» **GIVEN REQUEST**:
Please present the lines below as a numbered list, starting at the line that contains "[detect] dry grass" and running through the end of the records, with blank lines left out.

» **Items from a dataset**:
— Start —

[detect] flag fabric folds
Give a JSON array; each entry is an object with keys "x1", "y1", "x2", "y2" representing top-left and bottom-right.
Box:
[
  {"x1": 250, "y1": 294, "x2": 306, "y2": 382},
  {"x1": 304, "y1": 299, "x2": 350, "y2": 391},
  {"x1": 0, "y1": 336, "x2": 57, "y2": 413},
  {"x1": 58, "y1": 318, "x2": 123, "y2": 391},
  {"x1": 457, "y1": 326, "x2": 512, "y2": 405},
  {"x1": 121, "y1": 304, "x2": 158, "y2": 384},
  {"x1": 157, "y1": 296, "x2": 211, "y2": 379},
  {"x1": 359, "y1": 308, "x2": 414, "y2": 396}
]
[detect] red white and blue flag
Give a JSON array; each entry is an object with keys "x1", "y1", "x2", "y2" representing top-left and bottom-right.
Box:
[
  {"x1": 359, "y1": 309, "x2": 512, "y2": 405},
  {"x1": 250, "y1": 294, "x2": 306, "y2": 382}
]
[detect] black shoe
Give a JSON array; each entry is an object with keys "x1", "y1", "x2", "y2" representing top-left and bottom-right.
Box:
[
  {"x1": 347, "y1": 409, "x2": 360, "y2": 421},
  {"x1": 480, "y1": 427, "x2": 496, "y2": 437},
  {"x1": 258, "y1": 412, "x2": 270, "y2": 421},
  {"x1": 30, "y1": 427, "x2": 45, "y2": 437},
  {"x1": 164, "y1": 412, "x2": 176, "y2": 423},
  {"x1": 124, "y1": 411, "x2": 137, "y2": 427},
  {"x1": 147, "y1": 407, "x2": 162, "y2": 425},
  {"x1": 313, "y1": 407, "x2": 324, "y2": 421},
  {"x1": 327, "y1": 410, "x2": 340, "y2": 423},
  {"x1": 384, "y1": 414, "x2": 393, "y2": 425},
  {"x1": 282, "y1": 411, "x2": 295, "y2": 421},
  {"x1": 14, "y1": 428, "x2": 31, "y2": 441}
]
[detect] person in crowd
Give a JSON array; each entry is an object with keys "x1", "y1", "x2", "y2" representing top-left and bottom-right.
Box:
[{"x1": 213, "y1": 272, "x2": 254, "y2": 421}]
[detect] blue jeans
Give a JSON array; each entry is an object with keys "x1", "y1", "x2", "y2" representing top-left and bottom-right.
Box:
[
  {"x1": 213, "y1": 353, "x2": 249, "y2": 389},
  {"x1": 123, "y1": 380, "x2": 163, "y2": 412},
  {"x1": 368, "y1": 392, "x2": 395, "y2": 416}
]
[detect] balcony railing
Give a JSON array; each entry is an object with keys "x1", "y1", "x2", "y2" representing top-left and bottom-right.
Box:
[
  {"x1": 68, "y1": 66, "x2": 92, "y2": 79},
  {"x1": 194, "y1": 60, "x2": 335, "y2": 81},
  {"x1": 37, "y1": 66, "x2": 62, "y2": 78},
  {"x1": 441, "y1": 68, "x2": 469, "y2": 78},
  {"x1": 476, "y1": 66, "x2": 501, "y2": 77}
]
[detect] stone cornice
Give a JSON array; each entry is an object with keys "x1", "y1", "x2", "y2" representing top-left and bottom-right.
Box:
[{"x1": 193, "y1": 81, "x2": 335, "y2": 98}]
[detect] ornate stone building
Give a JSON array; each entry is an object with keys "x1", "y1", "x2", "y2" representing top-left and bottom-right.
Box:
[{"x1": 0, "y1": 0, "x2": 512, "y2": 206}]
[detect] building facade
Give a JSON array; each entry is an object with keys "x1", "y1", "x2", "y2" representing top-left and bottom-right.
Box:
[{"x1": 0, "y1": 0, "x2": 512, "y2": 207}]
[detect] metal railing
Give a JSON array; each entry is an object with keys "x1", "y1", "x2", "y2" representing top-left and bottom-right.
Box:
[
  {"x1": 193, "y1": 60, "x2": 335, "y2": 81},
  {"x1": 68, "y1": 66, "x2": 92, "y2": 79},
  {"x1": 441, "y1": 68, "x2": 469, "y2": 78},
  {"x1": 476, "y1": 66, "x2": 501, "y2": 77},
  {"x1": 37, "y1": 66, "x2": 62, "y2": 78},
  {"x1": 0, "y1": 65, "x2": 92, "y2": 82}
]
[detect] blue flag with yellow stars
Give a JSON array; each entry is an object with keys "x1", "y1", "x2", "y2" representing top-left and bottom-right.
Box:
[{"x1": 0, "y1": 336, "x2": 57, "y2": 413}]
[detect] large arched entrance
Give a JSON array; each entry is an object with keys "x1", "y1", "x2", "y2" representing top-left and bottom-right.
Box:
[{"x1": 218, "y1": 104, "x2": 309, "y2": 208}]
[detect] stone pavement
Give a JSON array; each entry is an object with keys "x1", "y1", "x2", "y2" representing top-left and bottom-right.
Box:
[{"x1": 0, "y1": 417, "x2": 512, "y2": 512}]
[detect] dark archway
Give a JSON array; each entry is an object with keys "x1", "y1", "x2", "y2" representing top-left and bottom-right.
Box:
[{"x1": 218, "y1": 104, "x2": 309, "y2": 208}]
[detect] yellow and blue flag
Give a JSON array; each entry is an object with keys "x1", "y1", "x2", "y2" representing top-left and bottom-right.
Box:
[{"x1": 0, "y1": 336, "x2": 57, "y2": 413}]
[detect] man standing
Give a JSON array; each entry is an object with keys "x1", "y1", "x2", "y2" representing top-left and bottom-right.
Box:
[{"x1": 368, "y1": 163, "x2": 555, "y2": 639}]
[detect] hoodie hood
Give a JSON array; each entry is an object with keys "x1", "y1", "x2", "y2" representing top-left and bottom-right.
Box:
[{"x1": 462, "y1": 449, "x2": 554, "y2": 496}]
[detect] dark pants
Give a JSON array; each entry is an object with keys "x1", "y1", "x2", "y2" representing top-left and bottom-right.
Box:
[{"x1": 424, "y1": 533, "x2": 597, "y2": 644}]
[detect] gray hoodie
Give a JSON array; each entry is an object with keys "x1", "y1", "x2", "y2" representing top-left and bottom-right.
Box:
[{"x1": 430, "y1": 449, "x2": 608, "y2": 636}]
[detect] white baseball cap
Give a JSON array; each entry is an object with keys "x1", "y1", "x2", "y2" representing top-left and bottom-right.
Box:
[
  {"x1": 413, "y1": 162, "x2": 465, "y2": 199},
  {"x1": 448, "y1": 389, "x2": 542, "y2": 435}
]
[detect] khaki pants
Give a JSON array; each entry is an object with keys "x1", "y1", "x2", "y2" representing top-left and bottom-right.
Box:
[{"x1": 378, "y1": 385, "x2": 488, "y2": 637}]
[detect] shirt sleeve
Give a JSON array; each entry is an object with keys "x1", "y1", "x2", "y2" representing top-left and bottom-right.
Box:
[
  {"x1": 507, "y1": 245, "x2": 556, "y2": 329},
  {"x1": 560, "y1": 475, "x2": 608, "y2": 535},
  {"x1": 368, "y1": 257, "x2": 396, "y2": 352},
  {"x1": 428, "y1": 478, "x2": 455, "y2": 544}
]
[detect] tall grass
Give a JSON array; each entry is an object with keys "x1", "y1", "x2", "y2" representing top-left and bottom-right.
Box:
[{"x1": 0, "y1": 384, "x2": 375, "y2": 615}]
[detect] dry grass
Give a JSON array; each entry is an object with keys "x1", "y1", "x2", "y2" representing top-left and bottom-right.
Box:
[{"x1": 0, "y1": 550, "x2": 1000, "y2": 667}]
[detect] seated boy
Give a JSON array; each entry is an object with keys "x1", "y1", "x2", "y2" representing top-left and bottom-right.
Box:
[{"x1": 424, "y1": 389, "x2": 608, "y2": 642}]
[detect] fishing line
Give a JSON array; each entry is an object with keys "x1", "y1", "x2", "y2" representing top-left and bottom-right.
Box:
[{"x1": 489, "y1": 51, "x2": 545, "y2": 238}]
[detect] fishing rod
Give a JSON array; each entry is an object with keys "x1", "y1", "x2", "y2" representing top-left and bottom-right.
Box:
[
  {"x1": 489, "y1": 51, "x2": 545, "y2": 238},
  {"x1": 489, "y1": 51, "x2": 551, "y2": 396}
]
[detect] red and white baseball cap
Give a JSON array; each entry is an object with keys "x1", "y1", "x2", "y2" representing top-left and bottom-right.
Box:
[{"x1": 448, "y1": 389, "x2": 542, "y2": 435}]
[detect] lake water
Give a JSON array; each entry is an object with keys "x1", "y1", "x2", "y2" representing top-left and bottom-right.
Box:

— End —

» **FULL SOLUTION**:
1. [detect] dry grass
2. Give a JSON array; each entry is an object with keys "x1", "y1", "x2", "y2" representing top-left and bottom-right.
3. Box:
4. [{"x1": 0, "y1": 550, "x2": 1000, "y2": 667}]
5. [detect] seated boy
6. Give a JSON array; each entry is an object with keys "x1", "y1", "x2", "y2" representing top-left and bottom-right.
7. Box:
8. [{"x1": 424, "y1": 389, "x2": 608, "y2": 642}]
9. [detect] fishing line
10. Give a JSON array; each entry is an object with keys "x1", "y1", "x2", "y2" representing top-left and bottom-right.
11. Box:
12. [{"x1": 489, "y1": 51, "x2": 545, "y2": 238}]
13. [detect] fishing rod
14. Give a JSON array; each entry is an object with keys "x1", "y1", "x2", "y2" representing top-left and bottom-right.
15. Box:
16. [
17.   {"x1": 489, "y1": 51, "x2": 545, "y2": 238},
18.   {"x1": 489, "y1": 51, "x2": 551, "y2": 396}
19. ]
20. [detect] red and white baseball cap
21. Give a JSON array; each entry is an object with keys "x1", "y1", "x2", "y2" representing top-left and bottom-right.
22. Box:
23. [{"x1": 448, "y1": 389, "x2": 542, "y2": 435}]
24. [detect] lake water
25. Give a JSON array; each entry is an object with keys "x1", "y1", "x2", "y2" representing top-left and bottom-right.
26. Box:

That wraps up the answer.